§ **TRY IT**
All entries are to be copied verbatim, while the pictures stay out.

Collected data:
··········

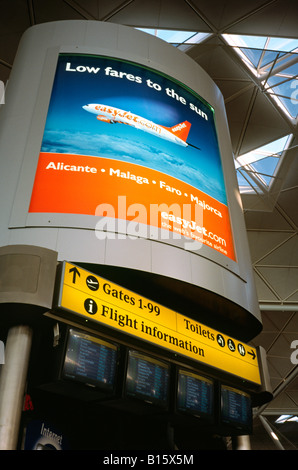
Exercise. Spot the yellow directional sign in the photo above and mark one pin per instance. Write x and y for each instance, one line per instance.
(102, 301)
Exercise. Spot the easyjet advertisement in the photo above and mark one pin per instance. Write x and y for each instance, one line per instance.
(126, 143)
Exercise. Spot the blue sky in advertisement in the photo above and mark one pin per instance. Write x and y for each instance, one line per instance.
(85, 79)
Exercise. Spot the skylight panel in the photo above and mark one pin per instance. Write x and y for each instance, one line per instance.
(257, 169)
(181, 39)
(274, 61)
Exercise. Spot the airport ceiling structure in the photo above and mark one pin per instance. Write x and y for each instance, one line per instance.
(250, 50)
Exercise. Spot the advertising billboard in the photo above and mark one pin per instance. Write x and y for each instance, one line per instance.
(124, 142)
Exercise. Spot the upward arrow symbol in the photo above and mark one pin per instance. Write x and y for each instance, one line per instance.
(252, 353)
(75, 273)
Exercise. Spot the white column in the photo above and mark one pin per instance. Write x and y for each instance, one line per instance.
(12, 384)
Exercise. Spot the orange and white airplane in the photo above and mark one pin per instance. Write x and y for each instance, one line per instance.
(177, 134)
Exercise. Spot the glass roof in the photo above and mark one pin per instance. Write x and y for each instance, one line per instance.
(183, 40)
(274, 61)
(257, 169)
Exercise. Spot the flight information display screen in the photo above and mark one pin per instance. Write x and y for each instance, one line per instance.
(236, 408)
(195, 395)
(147, 378)
(90, 360)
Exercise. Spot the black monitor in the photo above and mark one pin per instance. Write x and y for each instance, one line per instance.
(147, 379)
(195, 396)
(235, 410)
(90, 360)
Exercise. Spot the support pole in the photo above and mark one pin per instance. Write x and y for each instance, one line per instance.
(12, 384)
(243, 443)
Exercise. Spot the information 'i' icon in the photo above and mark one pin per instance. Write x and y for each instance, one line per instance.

··········

§ **TASK ANSWER**
Exercise. Spot the yellow directional sign in the photo above and mark one pin per instance. Write x and y for each instance, one line per instance.
(102, 301)
Exercise. Spot the easyjet advertisement in the photo above and mark one pin per instance. Write x and y for each instance, one line per instance.
(126, 143)
Exercise. Spot the blue sky in advertisement in the photo above and mark one pin per instance. Write x and y for each instance, one line per instance.
(85, 79)
Exercise. Spot the skylight panel in the photo above and mark one pin per instance. Write x and y for each instance, one line per instance.
(257, 169)
(181, 39)
(274, 61)
Exercise. Spot the airport ceiling structure in the photo above and mark one pin per instance. Write x and y for each instance, one line per instance.
(250, 50)
Exercise. Spot the advertising billboard in the photo above and mark one pin per instance. Write x and y for each instance, one line per instance.
(124, 142)
Exercise. Spot the upward arrow symbol in the photo above and mark one pin per instance. Write x and y for each instance, one line per instance.
(252, 353)
(75, 273)
Exercise. Spot the white column in the photo above and mark one pin per instance. Write x and y for each instance, one line per instance.
(12, 384)
Exercise. Spot the orange and white airplane in the photo above and mark one pin per instance. Write x and y for each instance, one line per instance.
(177, 134)
Exercise. Spot the glass roof in the photo above and mark one pin per instance. Write x and y for each instance, one line per instance.
(183, 40)
(274, 61)
(257, 169)
Exercise. Spot the flight information display screen in the photo above and mark one pin per instance. Write x and y for each instance, one line per instance.
(236, 408)
(195, 395)
(147, 378)
(90, 360)
Exercise. Spot the black monitor in the photo above and mark one pin per instance. Write x and y for each instance, one line per instance.
(147, 379)
(195, 396)
(235, 410)
(90, 360)
Exercise. Spot the support pole in the photo above and mark one pin per instance. Write x and y for each instance, one line per instance.
(12, 384)
(243, 443)
Exercise. Spot the information 'i' icon in the photo above and mark one pin per instance. Write x and y for each instance, one line per instance.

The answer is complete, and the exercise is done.